Return only the line that contains "Indicate every instance of the mossy" and each line after it, through the last line of the data below, copied exactly.

"""

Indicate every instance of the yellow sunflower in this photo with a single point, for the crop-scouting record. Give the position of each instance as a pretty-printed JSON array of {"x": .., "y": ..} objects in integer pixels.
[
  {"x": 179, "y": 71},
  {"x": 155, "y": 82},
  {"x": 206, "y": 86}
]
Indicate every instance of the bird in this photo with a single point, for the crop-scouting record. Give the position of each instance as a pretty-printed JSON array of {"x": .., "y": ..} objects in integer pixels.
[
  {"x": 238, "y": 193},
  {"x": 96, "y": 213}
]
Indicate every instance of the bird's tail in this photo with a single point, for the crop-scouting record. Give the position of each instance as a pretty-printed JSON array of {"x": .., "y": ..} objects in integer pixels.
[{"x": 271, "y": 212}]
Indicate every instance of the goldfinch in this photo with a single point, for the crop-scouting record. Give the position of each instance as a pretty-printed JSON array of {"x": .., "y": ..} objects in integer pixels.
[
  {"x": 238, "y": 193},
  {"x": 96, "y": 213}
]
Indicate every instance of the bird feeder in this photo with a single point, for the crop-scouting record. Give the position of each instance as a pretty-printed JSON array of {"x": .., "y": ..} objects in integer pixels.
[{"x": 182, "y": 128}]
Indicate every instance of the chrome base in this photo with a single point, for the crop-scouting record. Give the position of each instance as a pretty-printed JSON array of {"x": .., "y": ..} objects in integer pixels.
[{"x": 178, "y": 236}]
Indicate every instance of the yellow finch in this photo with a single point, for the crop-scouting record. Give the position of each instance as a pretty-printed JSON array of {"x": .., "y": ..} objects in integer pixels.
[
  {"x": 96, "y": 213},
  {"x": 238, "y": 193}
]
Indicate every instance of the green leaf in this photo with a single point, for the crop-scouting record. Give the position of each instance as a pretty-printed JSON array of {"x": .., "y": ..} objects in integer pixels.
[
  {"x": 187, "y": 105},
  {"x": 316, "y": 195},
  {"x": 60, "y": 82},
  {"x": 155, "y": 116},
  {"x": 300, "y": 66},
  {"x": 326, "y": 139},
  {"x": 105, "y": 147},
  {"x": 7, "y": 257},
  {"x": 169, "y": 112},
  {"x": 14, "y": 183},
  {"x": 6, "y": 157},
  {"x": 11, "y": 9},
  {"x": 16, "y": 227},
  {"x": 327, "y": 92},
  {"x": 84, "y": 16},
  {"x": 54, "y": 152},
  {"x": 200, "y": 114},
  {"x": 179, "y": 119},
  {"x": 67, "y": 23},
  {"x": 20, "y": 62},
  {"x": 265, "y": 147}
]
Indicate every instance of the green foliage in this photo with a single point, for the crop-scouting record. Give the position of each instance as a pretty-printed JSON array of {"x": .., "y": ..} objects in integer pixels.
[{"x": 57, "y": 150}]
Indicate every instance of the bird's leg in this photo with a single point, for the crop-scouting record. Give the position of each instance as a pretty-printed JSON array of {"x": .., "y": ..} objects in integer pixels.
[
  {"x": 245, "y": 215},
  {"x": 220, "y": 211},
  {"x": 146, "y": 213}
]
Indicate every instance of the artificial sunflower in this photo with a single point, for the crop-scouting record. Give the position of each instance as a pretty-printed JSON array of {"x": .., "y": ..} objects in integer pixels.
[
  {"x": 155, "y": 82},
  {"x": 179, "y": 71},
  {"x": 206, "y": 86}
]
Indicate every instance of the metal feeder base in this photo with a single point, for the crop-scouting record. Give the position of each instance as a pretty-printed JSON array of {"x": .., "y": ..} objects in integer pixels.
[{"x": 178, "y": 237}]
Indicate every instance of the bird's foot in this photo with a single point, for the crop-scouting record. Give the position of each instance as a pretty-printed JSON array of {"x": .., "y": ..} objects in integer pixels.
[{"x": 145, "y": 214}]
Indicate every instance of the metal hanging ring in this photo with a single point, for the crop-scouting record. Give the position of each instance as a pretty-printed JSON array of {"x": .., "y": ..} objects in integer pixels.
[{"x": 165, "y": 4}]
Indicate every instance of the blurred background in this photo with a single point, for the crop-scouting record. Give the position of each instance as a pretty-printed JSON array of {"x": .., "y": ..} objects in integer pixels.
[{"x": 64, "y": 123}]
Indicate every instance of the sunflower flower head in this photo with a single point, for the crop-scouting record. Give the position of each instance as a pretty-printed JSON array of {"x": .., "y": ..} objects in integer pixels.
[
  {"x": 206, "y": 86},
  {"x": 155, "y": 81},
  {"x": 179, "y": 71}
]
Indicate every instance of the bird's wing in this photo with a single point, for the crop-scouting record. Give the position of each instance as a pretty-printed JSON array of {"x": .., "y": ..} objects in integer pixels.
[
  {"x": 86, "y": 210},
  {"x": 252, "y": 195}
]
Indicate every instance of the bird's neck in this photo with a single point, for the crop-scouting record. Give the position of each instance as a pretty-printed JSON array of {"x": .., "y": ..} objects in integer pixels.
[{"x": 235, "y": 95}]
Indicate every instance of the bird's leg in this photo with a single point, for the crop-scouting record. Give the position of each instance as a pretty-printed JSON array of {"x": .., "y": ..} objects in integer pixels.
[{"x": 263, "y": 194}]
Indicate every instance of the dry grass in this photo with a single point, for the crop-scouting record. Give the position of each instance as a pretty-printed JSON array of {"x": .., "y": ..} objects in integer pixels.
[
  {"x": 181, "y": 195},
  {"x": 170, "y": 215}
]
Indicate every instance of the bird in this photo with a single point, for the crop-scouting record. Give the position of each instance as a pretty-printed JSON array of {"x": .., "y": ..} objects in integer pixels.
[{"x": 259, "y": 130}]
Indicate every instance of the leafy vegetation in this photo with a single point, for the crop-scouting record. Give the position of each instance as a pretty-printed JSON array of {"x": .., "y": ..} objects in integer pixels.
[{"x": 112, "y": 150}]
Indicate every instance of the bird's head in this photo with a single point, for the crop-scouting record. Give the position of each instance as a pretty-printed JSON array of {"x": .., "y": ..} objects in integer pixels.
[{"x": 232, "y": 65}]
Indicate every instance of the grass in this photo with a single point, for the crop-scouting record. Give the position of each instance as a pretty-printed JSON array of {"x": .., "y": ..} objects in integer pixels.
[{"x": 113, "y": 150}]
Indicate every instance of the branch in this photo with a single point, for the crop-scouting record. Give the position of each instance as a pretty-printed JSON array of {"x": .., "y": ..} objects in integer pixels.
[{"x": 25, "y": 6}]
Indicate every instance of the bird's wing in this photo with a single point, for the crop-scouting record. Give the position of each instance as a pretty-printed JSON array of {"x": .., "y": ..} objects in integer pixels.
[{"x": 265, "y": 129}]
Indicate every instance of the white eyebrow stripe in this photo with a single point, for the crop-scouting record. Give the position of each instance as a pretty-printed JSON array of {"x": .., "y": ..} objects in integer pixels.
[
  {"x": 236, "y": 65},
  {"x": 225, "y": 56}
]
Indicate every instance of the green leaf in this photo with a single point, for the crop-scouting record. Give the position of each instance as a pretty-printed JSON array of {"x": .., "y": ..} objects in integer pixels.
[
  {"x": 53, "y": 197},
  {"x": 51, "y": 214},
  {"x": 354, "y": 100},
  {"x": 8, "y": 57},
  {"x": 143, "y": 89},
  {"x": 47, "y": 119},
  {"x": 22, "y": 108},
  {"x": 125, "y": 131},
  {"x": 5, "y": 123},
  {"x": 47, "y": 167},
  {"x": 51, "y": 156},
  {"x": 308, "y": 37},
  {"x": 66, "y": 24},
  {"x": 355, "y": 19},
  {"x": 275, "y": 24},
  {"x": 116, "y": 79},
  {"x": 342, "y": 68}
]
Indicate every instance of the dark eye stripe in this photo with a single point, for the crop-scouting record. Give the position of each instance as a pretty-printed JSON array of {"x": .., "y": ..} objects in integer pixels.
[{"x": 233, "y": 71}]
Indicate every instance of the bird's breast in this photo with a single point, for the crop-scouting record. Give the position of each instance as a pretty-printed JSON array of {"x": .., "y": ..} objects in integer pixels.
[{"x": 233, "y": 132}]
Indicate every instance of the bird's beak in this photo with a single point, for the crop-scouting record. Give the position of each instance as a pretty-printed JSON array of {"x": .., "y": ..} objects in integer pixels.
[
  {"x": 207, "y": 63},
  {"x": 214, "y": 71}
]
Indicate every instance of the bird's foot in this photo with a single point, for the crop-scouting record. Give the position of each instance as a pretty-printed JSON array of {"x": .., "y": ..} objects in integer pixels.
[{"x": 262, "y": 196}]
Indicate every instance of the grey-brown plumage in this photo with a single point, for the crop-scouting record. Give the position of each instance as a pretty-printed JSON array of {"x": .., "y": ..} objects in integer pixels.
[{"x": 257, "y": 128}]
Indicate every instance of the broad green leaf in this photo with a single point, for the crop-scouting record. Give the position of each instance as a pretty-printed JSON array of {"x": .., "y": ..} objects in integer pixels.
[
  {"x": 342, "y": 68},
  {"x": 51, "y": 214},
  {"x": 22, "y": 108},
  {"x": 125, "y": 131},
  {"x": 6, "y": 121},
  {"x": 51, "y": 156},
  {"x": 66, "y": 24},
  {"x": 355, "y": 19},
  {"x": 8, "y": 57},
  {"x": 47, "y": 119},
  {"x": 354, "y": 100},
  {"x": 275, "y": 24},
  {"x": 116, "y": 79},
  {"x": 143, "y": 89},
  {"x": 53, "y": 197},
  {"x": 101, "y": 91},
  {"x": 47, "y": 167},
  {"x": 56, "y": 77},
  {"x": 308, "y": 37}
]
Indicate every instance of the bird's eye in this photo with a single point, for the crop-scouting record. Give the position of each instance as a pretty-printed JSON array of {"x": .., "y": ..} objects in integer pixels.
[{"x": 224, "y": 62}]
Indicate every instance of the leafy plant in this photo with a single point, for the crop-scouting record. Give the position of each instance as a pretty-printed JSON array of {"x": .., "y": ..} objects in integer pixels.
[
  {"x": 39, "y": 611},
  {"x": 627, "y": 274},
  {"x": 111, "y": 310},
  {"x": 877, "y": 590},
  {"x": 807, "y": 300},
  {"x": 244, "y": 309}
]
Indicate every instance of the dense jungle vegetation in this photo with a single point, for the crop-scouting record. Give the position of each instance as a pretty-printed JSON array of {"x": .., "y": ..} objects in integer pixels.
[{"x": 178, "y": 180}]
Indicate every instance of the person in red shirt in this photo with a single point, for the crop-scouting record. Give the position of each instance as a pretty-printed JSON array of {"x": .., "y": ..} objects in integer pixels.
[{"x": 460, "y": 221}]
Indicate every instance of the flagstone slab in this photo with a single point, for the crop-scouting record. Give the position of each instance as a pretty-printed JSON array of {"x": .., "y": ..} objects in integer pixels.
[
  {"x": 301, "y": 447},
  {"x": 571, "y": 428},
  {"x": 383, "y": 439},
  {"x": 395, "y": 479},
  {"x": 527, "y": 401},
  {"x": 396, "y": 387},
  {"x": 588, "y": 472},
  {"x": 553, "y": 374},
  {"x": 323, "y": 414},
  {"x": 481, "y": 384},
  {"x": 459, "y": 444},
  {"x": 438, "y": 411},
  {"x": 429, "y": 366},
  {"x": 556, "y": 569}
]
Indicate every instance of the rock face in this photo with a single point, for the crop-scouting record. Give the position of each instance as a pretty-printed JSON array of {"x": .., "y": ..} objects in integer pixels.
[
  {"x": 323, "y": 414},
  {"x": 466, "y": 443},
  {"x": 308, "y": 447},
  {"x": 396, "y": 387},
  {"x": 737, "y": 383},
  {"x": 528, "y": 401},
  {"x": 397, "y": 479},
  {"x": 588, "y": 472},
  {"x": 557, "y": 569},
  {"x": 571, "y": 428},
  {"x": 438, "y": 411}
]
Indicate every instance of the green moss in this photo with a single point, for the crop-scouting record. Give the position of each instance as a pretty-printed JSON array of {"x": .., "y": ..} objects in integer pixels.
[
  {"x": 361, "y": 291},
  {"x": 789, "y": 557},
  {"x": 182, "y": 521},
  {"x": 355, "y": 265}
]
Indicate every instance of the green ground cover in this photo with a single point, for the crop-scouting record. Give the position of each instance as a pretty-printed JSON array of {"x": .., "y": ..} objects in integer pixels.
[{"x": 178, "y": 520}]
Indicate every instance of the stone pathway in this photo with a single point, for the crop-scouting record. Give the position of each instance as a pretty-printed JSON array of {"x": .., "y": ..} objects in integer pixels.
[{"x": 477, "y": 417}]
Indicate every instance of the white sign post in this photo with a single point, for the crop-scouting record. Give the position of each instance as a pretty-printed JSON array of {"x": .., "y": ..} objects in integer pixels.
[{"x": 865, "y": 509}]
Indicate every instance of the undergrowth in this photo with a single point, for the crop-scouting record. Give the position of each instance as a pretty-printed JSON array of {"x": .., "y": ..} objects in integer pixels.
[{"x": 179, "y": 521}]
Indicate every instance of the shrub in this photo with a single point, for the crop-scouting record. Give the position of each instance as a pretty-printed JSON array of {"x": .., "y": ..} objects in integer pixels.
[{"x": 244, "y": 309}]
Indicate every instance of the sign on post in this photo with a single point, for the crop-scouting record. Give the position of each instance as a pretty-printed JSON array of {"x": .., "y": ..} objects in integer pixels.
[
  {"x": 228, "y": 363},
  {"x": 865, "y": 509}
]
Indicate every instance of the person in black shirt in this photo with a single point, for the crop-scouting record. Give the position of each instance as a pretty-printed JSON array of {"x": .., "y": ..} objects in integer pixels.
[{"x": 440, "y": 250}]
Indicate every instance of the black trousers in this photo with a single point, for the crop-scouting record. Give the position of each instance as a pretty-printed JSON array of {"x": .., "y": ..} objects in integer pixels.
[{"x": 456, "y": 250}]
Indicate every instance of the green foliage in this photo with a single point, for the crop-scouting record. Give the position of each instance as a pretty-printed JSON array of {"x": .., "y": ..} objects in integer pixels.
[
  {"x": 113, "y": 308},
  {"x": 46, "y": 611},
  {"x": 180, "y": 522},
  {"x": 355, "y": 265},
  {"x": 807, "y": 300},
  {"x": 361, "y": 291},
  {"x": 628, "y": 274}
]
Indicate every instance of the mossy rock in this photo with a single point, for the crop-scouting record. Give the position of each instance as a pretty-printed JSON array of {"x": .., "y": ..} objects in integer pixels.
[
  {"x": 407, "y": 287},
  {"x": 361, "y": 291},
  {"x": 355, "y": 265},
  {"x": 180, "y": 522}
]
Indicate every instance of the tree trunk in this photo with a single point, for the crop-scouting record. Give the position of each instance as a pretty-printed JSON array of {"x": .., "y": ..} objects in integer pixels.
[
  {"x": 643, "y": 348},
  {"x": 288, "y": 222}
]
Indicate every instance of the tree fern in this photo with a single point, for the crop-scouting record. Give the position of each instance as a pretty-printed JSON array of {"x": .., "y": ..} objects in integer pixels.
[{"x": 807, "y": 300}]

"""

**TASK OUTPUT:**
Indicate every instance of the mossy rock in this photo with a single point, for the crop-scouting record. Give the position of each instance as a pretty-printed JSON array of {"x": .., "y": ..} objects in integer pixels.
[
  {"x": 407, "y": 287},
  {"x": 361, "y": 291},
  {"x": 355, "y": 265},
  {"x": 180, "y": 522}
]
Indicate every instance of the tree trunk in this photo with a single point, for the crop-scouting record. Give the position of each instance as a pretty-printed JSON array of {"x": .., "y": ..} objects in integer pixels.
[
  {"x": 643, "y": 348},
  {"x": 288, "y": 222}
]
Indicate every instance of the tree fern in this photo with a single point, for the crop-scouting record. Give the position of each instance as a pretty-printed JSON array of {"x": .., "y": ..} objects in integer pixels.
[{"x": 807, "y": 300}]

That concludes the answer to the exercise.